STATED GOAL:
Leaving out every picture, quote the data below exactly as it appears.

DATASET EXCERPTS:
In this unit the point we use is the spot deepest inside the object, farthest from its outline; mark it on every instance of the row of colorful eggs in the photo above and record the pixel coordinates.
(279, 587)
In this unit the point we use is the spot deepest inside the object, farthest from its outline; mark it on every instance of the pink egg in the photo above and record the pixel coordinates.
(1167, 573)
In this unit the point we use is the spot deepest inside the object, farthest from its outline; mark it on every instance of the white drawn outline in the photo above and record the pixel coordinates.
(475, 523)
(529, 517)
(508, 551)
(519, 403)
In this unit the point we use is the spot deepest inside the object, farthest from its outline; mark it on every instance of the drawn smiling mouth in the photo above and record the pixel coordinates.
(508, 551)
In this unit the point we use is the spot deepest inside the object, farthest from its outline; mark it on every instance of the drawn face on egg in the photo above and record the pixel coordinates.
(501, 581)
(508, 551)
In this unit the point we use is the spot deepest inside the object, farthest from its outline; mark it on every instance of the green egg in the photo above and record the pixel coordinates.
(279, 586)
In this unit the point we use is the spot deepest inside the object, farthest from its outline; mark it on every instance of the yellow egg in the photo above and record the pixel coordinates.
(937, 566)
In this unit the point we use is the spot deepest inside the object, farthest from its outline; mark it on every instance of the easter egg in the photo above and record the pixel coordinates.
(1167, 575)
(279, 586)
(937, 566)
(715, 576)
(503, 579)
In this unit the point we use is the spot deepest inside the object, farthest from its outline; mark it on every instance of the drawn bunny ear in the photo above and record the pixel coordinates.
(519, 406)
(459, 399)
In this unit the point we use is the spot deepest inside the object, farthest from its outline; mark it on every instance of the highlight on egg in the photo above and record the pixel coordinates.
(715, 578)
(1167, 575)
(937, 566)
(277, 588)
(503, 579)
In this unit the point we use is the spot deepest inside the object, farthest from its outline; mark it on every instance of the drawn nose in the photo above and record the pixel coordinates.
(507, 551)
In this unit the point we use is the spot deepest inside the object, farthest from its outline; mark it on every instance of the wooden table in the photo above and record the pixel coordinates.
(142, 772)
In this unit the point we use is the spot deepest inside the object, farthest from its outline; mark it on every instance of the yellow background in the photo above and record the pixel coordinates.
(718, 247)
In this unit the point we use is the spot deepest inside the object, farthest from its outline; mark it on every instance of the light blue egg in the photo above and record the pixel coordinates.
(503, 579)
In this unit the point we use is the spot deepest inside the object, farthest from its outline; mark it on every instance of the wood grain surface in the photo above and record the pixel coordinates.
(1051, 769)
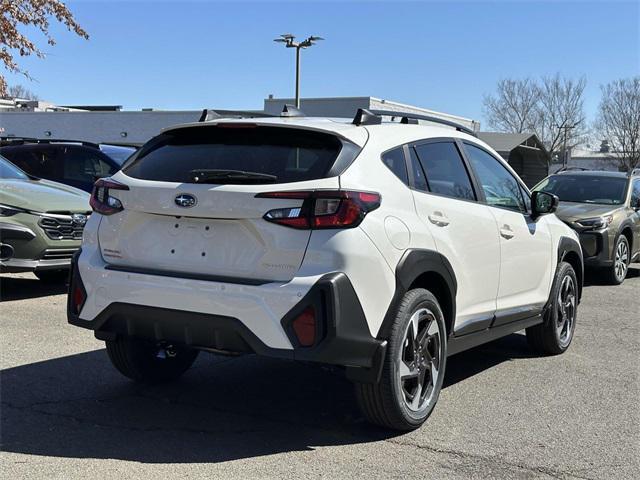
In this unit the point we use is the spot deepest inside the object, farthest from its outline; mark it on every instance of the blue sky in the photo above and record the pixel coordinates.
(439, 55)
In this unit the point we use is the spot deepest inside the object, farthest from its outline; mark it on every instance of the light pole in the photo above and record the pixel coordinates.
(565, 127)
(289, 42)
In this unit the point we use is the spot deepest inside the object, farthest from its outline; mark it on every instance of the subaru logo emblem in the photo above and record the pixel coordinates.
(185, 200)
(79, 219)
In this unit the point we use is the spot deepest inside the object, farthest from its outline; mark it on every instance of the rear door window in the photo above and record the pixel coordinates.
(635, 193)
(445, 171)
(285, 154)
(501, 189)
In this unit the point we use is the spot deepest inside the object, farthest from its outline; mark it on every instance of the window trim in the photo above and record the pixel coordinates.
(519, 181)
(470, 173)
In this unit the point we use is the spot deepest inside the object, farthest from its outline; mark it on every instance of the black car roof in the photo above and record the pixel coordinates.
(18, 141)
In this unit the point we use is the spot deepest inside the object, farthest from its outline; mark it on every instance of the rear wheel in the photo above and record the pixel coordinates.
(616, 274)
(554, 335)
(414, 367)
(149, 362)
(52, 276)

RESPONSE TO THIS EXERCISE:
In this unit the point we use is the spot deepest inside the object, farthest from its outline; mark it on every instance of the row of colorful eggs in the photo above and record the pixel coordinates.
(279, 587)
In this unit the point we use is the spot deepest inside the object, farthest from its outline; mark it on every instance of the pink egg in the photo above and record the pixel coordinates.
(1167, 573)
In this unit the point we use is the spot deepest inside the object, farthest from its outline; mark it on every instance of the white drawn outline in the photo above and record the pixel coordinates.
(475, 523)
(529, 517)
(508, 551)
(519, 403)
In this unit the point we use is the spot deepest inside the object, farthest from its outline; mark it on every instance of the drawn smiling mouth in the photo above and record the pixel coordinates.
(508, 551)
In this unit the point we use is the spot deepest inside the object, farthest from its outline; mark it on every instance of the drawn face on egg in the photo above and record the pixel coordinates.
(501, 581)
(508, 551)
In this unit the point we use is the spot deepest inside the object, farthest from its outline; mark it on every instance of the green egg in the photo above and record the pixel coordinates.
(279, 586)
In this unit the point we use is the spot deepest inside the object, farthest from its outline; mark it on every instance of the yellow egg in the photo above and record the pixel coordinates.
(937, 566)
In this unit the point we use is the spot deepest inside the object, farthest from its outline; mark it on every instance of the easter egg in the photo above and record the pixel coordinates.
(1167, 575)
(279, 586)
(937, 566)
(715, 576)
(503, 579)
In this unit the point we use is the spot deepest inside the object, farthest from its outline; mark it on every instance of the drawn bunny ear in the photo above and record the pixel coordinates.
(519, 406)
(459, 399)
In this unit the point we use is the spot deepest inside the object, farthest from its outline; mark it on every instance of the highlight on egg in the photo above and record the pixel coordinates.
(715, 578)
(1167, 575)
(937, 566)
(277, 588)
(503, 579)
In this unit the point we use is the spot deepest inside the object, farthest from its outline; mark it on every instance of the drawn nose in the photo above and record the pixel coordinates.
(507, 551)
In this unit the point we use is the spot deepest inside the object, farthest from its outline; mark it on every instance of the wooden table in the photo above and record the pixel coordinates.
(142, 772)
In this unit the point we use is the spot deepest inside the object, farthest from its outline; mark it on every instance of the yellow background in the photo above and record the pixel coordinates.
(718, 247)
In this unit the point we use is the spot deepest inside the object, farthest from its outline; mark it on every instance of the light blue egg in the photo above and record the pixel coordinates.
(503, 579)
In this unit the point we use is the spot deepest inside the object, farthest from its outline; mark it on every instance of the wood grain surface in the photo above and record the pixel coordinates.
(1051, 769)
In this unit the point we use is the spot deepest inside the object, farthest from its outline; mark it on every instance of the blue sky in the photo above and record the pixel coordinates.
(439, 55)
In this unit the point we use is the spot deepest inside the object, farthest from its outline; mark it on every instance of the light pole in the photo above and record the pixel coordinates.
(565, 127)
(289, 42)
In this unit the point we use is the spot deepest inside the object, farthest from its outline; mark it on every instance of the subaru logo emblem in the photo above and record the pixel coordinates.
(185, 200)
(79, 219)
In this unit the point we use is the spot deepest inside the object, farthest from its outline; mark it on every instance of the rear door window in the photo above and record the pixel coordinates.
(635, 193)
(445, 171)
(285, 154)
(501, 189)
In this unit the point we use is the spot deepest inside the object, farthest from its outline; mark it on every instance of the window trim in the photo above and record the pixel coordinates.
(519, 181)
(470, 173)
In this unit the point we use is the spot deepest inside the object, farthest from its outline; mark it on every instance of the black car roof in the photo above and record the pixel coordinates.
(18, 141)
In this unit the point we use is the spot deepest inside the object, farthest from its outline; mark it on every instance of the rear wheel in the photo above and record the pixel coordinates.
(616, 274)
(554, 335)
(414, 367)
(149, 362)
(52, 276)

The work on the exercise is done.